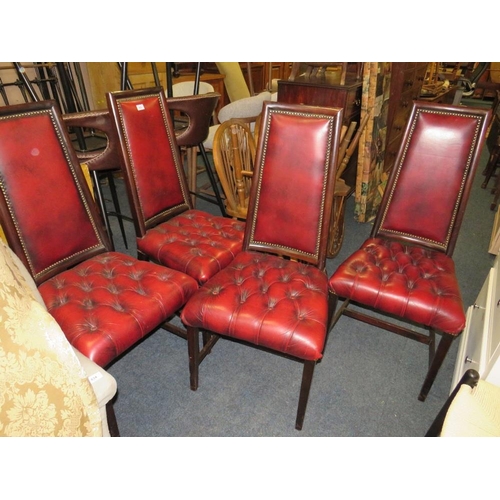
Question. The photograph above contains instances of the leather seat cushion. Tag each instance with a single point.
(407, 281)
(194, 242)
(267, 301)
(106, 304)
________
→ **WHAT THE EXERCISE ASKS**
Print each entry above verbatim, pictures left out.

→ **SOLUTION TO THIS EXERCISE**
Question. The photograph above contains instances of the leather seat cushion. Tag each instance with a single point.
(407, 281)
(194, 242)
(267, 301)
(106, 304)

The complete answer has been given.